Selected passage
────
Additionally, Ernst & Young, LLP's management letter related to their audit of
the March 31, 2003 financial statements contained certain comments regarding
material weaknesses noted. These particular comments related to our internal
controls in our accounting and financial reporting and related resources. We
agreed to the inclusion of the explanatory language and the material weaknesses
which management believes have been properly resolved subsequent to March 31,
2003.

         In connection with the audits of our financial statements for each of
the two fiscal years ended March 31, 2003, and in the subsequent interim period,
there were no disagreements with Ernst & Young LLP on any matters of accounting
principles or practices, financial statement disclosure, or auditing scope and
procedures which, if not resolved to the satisfaction of Ernst & Young LLP would
have caused Ernst & Young LLP to make reference to the matter in their report.
We have authorized Ernst & Young LLP to respond fully and without limitation to
any inquiries of a successor independent audit firm retained by us.

         Effective on August 13, 2003, our Audit Committee retained Singer Lewak
Greenbaum & Goldstein LLP ("SLGG") as our new independent public accountants to
audit our financial statements for the fiscal year ending March 31, 2004. During
our two most recent fiscal years ended March 31, 2003 and through August 13,
2003, we did not consult with SLGG with respect to the application of accounting
principles to a specified transaction or regarding any of the other matters or
events set forth in Item 304(a) 2(i) and (ii) of Regulation S-K.

                      WHERE TO FIND ADDITIONAL INFORMATION

         We file annual, quarterly and special reports, proxy statements and
other information with the SEC. You may read and copy materials we have filed
with the SEC at the SEC's Public Reference Room at 450 Fifth Street, N.W.,
Washington, D.C. 20549. Please call the SEC at 1-800-SEC-0330 for further
information on the operation of our Public Reference Room. Our SEC filings also
are available to the public on the SEC's Internet site at www.sec.gov. In
addition, you may obtain a copy of our SEC filings at no cost by writing or
telephoning our Chief Financial Officer at:

                                 LifePoint, Inc.
────
Material supplied
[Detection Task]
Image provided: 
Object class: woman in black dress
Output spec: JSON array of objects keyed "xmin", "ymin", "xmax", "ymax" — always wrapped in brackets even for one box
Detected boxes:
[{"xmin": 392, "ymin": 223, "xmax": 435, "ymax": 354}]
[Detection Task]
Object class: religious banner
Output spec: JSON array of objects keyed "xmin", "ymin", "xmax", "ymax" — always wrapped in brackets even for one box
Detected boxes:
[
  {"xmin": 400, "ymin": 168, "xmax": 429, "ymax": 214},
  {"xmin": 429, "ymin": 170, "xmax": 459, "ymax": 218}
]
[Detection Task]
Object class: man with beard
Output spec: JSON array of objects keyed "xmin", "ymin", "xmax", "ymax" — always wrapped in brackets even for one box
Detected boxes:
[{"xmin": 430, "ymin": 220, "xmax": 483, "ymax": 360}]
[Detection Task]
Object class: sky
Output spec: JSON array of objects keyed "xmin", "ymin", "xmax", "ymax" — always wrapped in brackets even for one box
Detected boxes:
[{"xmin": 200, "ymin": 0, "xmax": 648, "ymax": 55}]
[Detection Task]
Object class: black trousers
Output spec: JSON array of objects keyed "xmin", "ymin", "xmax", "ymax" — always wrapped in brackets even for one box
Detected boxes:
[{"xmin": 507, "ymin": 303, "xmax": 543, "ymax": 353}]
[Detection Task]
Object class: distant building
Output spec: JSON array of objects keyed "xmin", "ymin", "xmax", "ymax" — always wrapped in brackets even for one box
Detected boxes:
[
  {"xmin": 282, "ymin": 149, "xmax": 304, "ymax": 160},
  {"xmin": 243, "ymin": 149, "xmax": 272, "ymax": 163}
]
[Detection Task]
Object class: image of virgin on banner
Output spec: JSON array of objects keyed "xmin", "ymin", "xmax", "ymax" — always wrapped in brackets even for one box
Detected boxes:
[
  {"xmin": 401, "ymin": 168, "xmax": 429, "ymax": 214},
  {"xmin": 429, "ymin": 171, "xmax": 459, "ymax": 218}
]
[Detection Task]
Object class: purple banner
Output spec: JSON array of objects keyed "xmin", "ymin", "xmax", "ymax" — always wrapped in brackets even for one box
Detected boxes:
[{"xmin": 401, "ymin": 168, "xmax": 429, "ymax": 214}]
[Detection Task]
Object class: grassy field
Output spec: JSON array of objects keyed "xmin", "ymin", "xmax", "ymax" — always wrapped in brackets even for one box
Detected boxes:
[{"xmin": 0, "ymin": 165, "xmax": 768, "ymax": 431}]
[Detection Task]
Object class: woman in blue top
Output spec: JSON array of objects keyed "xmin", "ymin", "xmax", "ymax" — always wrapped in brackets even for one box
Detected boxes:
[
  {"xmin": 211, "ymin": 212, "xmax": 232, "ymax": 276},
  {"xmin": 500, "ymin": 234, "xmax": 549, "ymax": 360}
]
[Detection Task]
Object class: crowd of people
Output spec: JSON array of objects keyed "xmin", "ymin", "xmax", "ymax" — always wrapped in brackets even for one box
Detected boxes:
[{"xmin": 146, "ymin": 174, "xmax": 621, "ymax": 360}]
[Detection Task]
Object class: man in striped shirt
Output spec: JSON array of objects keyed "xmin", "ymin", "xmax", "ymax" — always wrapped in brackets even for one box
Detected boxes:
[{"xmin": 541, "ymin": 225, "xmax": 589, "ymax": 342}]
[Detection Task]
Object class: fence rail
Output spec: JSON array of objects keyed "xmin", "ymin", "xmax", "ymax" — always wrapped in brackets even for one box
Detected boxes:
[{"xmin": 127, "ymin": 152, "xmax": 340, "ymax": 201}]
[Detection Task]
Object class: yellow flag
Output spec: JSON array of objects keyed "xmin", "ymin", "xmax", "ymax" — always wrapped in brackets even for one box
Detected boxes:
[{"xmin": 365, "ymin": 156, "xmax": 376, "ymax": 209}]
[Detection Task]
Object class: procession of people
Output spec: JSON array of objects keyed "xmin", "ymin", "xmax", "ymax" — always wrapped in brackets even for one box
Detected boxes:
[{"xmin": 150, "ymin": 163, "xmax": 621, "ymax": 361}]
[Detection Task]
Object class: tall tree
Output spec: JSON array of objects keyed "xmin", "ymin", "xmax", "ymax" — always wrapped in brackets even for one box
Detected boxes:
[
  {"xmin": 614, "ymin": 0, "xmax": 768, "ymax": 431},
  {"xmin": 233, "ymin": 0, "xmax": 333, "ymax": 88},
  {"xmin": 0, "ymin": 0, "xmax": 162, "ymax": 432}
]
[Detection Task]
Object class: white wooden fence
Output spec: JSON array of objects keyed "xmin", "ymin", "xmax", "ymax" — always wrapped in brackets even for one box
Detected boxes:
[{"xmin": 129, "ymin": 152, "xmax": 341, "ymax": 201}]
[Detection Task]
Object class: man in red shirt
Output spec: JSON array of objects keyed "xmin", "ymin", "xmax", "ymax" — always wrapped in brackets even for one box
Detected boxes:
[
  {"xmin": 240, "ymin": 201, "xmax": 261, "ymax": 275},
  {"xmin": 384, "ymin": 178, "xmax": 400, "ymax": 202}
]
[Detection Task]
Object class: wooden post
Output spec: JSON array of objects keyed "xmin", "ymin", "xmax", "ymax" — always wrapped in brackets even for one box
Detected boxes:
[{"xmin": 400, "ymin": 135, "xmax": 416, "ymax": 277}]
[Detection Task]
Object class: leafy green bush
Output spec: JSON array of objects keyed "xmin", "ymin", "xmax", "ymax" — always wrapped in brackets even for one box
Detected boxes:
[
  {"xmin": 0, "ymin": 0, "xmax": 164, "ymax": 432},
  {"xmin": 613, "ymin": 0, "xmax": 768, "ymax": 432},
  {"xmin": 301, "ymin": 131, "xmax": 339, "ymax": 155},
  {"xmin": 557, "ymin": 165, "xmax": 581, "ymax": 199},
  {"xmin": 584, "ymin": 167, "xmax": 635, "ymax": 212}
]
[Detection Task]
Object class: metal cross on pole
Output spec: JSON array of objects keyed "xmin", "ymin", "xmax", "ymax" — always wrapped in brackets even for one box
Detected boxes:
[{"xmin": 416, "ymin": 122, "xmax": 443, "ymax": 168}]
────
What to work on
A - Return everything in the passage on the company's change of auditors from "In connection with" down to "in their report.", copied word for word.
B - In the passage on the company's change of auditors, what date did the Audit Committee retain Singer Lewak Greenbaum & Goldstein LLP as its new independent public accountants?
C - Extend the passage on the company's change of auditors, starting right after its last line.

Per-task outputs
A -
In connection with the audits of our financial statements for each of
the two fiscal years ended March 31, 2003, and in the subsequent interim period,
there were no disagreements with Ernst & Young LLP on any matters of accounting
principles or practices, financial statement disclosure, or auditing scope and
procedures which, if not resolved to the satisfaction of Ernst & Young LLP would
have caused Ernst & Young LLP to make reference to the matter in their report.

B - August 13, 2003.

C -
                            1205 South Dupont Street
                            Ontario, California 91761
                                 (909) 418-3000

                                       29




         The SEC allows us to "incorporate by reference" in this prospectus
information we file with the SEC, which means that we may disclose important
information in this prospectus by referring you to the document that contains
the information. The information incorporated by reference is considered to be a
part of this prospectus, and later information filed with the SEC will update
and supersede this information. We incorporate by reference the documents listed
below and any future filings we make with the SEC under Section 13(a), 13(c), 14
or 15(d) of the Securities Exchange Act of 1934, until the offering of
securities covered by this prospectus is completed:

         o        Our Annual Report on Form 10-K/A - Amendment #2 for the fiscal
                  year ended March 31, 2003;

         o        Our Quarterly Report on Form 10-Q for the quarter ended June
                  30, 2003;

         o        Our Current Reports on Form 8-K filed on July 15, 2003, August
                  14, 2003, August, 18, 2003, August 20, 2003 and August 22,
                  2003; and

         o        Our Definitive Proxy Statement on Schedule 14A filed with the
                  SEC on August 18, 2003.

         All documents filed by us pursuant to Section 13(a), 13(c), 14 or 15(d)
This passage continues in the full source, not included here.